* Do this: Recast the data, beginning at the line that contains "Return the mask of every instance of the **moss**" and continuing through the end of the data, as a two-column CSV with the headers instruction and response. Use one row for each text-and-answer pair, with each field quoted and line breaks replaced by spaces.

* Record extracts:
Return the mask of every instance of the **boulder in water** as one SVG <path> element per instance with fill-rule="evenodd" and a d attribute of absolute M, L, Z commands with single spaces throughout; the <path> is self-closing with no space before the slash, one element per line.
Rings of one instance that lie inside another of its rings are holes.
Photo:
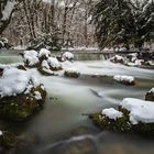
<path fill-rule="evenodd" d="M 125 98 L 118 110 L 103 109 L 90 119 L 101 130 L 154 135 L 154 103 L 151 101 Z"/>
<path fill-rule="evenodd" d="M 42 108 L 46 99 L 44 86 L 29 72 L 9 67 L 0 78 L 0 114 L 22 121 Z"/>
<path fill-rule="evenodd" d="M 145 100 L 154 101 L 154 88 L 152 88 L 146 95 Z"/>
<path fill-rule="evenodd" d="M 64 73 L 64 76 L 72 77 L 72 78 L 78 78 L 80 76 L 80 73 L 75 68 L 67 68 Z"/>

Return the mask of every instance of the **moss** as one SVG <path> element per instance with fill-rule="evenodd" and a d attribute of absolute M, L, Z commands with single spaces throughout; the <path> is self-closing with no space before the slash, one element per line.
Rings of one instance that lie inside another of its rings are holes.
<path fill-rule="evenodd" d="M 130 122 L 130 112 L 122 107 L 119 107 L 119 111 L 123 113 L 122 118 L 117 120 L 109 119 L 100 112 L 90 114 L 90 119 L 94 124 L 101 130 L 111 130 L 116 132 L 134 132 L 144 135 L 154 135 L 154 123 L 138 123 L 131 124 Z"/>
<path fill-rule="evenodd" d="M 128 120 L 128 117 L 123 114 L 122 118 L 117 120 L 109 119 L 105 114 L 95 113 L 90 116 L 92 122 L 100 128 L 101 130 L 112 130 L 116 132 L 130 132 L 131 124 Z"/>
<path fill-rule="evenodd" d="M 35 91 L 41 94 L 41 100 L 35 99 Z M 46 91 L 41 86 L 32 88 L 28 95 L 20 94 L 15 97 L 4 97 L 0 100 L 0 114 L 11 120 L 22 121 L 40 109 L 45 102 L 45 98 Z"/>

* The reply:
instruction,response
"Return the mask of every instance of the **moss** as one SVG <path> element per instance with fill-rule=""evenodd"" and a d attribute of absolute M, L, Z commands with single spaces throughout; the <path> is self-closing with no space before the slash, one element per line. Rings of one instance that lie inside another of its rings are holes.","<path fill-rule=""evenodd"" d=""M 130 122 L 130 112 L 122 107 L 119 107 L 119 111 L 123 113 L 122 118 L 117 120 L 109 119 L 100 112 L 90 114 L 90 119 L 94 124 L 101 130 L 111 130 L 116 132 L 134 132 L 144 135 L 154 135 L 154 123 L 138 123 L 131 124 Z""/> <path fill-rule=""evenodd"" d=""M 128 120 L 128 117 L 123 114 L 122 118 L 117 120 L 109 119 L 105 114 L 95 113 L 90 116 L 92 122 L 100 128 L 101 130 L 112 130 L 116 132 L 130 132 L 131 124 Z""/> <path fill-rule=""evenodd"" d=""M 35 91 L 41 94 L 41 100 L 35 99 Z M 46 91 L 41 86 L 32 88 L 28 95 L 20 94 L 15 97 L 4 97 L 0 100 L 0 114 L 11 120 L 22 121 L 40 109 L 45 102 L 45 98 Z""/>"